▸ Work request: Once the line with "Exercise. Point out each instance of the vehicle" is found, return it along with every line after it, exactly, through the end of the material.
====== Source information ======
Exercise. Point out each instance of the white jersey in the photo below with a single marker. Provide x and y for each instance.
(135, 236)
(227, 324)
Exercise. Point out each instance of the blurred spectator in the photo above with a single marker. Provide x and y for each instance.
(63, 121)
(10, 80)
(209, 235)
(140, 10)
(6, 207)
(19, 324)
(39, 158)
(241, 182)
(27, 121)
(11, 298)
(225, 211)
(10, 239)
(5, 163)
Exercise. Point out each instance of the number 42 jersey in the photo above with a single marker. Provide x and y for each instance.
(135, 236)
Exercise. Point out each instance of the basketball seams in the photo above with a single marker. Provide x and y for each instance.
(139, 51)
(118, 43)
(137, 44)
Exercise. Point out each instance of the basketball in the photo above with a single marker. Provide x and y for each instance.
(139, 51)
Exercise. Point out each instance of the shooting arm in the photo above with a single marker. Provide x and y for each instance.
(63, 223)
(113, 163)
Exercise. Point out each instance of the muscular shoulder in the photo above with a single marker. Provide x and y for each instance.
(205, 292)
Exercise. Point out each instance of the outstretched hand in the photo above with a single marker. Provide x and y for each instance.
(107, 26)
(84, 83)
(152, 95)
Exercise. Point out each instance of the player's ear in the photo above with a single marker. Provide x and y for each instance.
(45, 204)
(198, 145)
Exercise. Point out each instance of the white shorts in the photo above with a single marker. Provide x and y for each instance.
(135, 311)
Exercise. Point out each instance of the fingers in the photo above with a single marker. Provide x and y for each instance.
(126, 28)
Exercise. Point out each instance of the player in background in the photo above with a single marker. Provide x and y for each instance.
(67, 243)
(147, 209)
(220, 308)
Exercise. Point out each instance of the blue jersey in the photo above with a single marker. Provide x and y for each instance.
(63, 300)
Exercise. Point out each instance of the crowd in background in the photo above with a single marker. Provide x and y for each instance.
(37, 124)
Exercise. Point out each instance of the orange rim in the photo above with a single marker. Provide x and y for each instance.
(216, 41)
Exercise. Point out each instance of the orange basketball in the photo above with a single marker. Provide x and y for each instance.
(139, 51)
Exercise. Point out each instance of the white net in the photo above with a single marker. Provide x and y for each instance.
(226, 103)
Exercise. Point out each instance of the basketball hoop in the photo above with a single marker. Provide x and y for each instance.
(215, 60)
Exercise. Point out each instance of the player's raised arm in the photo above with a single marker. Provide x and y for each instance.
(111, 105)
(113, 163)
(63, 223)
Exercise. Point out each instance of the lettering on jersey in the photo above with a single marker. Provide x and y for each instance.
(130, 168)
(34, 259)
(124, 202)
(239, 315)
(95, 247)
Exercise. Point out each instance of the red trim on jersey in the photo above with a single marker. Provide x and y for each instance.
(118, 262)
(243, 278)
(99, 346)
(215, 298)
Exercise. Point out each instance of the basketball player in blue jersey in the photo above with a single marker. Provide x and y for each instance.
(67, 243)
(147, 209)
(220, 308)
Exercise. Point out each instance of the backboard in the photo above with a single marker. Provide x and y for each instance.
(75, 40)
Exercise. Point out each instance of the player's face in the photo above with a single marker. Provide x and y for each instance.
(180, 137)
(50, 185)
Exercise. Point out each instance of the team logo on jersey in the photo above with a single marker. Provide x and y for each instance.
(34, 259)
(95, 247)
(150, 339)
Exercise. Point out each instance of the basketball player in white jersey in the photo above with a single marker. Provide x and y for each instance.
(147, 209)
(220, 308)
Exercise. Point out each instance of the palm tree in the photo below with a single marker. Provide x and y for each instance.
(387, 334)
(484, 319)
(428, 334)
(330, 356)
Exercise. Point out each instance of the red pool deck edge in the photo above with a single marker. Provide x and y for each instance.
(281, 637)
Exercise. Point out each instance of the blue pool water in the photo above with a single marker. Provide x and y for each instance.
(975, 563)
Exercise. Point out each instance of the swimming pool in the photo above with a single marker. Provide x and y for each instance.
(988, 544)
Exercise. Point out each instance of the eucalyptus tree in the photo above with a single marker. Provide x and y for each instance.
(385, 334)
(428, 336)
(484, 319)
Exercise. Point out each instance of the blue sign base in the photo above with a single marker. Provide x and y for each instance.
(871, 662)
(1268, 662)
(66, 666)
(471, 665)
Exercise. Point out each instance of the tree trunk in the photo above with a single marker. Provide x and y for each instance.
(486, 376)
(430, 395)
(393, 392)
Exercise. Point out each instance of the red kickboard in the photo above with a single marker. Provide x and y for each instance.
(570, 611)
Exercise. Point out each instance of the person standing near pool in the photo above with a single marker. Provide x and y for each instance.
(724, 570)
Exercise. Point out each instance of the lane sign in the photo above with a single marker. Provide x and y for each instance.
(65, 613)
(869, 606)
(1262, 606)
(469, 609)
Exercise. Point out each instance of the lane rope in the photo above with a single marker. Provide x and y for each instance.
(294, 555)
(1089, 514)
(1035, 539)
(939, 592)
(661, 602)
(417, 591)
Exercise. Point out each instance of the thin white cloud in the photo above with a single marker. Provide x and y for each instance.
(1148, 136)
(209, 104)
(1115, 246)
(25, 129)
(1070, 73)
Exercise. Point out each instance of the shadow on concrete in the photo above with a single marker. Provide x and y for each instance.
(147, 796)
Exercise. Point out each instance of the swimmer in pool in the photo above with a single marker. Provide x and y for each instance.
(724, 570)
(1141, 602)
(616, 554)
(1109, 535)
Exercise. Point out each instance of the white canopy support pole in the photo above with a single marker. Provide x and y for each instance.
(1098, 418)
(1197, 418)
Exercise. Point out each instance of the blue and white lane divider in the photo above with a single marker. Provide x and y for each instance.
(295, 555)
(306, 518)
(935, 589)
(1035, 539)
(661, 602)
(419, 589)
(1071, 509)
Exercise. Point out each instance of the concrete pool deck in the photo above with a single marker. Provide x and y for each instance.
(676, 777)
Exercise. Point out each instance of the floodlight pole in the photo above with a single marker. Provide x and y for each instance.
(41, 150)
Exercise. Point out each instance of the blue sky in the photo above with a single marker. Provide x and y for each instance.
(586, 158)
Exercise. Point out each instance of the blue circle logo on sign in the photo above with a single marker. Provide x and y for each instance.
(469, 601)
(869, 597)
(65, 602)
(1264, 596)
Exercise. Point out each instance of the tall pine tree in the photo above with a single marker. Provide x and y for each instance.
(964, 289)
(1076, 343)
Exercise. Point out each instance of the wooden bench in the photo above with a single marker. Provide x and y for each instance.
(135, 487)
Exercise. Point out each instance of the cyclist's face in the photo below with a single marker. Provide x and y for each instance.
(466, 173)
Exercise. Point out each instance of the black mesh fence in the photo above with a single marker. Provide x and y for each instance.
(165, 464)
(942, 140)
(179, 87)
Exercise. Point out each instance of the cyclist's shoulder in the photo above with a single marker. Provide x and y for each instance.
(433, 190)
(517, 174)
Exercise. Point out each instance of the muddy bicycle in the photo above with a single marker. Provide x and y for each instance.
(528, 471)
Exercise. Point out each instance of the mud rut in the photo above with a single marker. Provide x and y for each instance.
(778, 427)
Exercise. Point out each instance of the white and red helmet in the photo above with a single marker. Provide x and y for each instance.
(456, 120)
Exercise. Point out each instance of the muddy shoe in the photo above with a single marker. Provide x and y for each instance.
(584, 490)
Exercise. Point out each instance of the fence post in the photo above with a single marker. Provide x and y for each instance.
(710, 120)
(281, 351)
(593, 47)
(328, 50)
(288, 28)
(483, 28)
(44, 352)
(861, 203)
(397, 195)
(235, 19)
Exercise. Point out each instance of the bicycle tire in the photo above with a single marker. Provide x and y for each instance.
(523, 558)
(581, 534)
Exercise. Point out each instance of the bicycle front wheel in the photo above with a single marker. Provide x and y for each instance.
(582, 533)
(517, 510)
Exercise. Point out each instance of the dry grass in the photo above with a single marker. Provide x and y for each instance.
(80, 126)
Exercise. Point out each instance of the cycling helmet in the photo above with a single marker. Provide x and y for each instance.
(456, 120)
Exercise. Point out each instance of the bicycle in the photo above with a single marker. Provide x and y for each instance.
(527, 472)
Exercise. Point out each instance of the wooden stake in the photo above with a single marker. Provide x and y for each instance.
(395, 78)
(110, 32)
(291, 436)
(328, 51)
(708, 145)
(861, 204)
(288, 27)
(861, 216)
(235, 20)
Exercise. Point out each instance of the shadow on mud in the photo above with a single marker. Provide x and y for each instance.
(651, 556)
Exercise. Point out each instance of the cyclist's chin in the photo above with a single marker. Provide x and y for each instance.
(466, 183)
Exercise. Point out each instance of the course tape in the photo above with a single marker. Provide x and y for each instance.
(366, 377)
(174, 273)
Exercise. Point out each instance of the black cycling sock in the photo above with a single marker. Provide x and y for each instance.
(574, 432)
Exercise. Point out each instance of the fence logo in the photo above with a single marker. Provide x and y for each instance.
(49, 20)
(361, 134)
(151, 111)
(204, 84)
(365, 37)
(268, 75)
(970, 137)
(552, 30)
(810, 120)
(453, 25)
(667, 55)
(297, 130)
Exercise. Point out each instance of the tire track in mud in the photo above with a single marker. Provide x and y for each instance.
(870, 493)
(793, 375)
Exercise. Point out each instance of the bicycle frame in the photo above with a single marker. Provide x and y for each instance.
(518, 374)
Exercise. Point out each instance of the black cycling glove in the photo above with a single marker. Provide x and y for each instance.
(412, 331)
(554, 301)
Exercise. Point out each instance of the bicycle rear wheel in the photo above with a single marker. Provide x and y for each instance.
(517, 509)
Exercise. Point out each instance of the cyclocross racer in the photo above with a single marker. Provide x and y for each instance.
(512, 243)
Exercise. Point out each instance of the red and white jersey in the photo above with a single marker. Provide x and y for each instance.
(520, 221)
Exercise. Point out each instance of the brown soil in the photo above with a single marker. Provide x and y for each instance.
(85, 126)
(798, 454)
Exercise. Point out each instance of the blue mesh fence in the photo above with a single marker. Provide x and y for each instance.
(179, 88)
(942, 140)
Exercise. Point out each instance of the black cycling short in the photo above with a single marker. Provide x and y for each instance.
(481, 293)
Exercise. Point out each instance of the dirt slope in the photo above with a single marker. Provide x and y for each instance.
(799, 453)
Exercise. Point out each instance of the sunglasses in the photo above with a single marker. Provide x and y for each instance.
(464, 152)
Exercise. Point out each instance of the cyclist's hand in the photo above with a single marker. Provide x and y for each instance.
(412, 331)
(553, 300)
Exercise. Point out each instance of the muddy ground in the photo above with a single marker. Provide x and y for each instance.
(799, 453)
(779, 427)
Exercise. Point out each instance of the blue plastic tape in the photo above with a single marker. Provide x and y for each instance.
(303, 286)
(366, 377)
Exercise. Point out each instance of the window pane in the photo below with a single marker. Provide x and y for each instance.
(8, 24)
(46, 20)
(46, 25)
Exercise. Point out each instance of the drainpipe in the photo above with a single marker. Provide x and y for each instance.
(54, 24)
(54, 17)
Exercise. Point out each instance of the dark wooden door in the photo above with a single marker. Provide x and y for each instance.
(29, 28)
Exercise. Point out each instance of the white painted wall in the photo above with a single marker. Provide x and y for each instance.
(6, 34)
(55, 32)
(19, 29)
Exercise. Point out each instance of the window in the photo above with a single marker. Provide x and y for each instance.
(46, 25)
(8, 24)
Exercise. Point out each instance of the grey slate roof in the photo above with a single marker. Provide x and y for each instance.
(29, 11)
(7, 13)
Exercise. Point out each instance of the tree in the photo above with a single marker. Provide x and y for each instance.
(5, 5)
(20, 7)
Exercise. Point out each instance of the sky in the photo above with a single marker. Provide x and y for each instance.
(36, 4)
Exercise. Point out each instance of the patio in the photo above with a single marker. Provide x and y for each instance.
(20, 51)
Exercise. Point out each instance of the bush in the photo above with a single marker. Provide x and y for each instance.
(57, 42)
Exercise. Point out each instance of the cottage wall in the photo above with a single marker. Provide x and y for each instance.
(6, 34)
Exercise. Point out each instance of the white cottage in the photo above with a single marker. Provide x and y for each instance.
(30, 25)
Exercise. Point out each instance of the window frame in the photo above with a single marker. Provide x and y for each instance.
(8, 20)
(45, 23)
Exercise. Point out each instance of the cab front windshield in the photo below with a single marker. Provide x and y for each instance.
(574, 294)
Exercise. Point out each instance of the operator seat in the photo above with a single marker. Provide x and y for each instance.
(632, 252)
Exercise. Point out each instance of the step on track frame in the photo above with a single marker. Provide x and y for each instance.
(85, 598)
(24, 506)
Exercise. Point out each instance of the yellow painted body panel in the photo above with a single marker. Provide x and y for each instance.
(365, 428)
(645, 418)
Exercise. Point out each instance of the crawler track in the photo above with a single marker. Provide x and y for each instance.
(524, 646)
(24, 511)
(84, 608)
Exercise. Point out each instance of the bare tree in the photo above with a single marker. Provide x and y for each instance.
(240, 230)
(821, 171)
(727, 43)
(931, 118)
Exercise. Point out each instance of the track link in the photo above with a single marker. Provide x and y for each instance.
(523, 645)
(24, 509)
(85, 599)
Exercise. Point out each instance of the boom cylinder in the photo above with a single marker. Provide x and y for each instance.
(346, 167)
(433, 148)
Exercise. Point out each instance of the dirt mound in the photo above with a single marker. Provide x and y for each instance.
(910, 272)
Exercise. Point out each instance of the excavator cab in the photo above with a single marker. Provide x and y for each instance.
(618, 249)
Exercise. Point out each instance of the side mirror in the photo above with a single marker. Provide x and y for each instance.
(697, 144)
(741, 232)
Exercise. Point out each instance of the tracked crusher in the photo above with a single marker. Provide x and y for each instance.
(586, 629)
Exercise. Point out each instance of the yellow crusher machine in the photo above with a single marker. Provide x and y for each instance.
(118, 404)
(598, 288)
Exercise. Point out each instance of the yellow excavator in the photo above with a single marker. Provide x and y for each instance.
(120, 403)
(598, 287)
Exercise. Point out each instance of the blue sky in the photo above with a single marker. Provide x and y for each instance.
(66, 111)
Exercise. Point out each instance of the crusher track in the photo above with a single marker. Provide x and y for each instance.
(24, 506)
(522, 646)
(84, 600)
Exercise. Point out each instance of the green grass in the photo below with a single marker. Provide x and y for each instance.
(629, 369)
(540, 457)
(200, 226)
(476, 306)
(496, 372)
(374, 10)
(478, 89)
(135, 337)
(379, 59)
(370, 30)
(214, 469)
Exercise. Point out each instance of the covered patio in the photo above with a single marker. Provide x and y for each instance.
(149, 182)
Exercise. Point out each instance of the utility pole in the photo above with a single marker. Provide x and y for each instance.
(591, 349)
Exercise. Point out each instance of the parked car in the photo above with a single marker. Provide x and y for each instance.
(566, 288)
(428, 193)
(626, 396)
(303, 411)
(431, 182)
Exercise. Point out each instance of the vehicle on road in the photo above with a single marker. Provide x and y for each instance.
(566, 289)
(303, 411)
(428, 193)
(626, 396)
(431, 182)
======
▸ Exercise response:
Exercise. Point out each instance of the vehicle on road in the photo above with a single marker. Provide x and y for each instance.
(566, 289)
(303, 411)
(428, 193)
(626, 396)
(431, 182)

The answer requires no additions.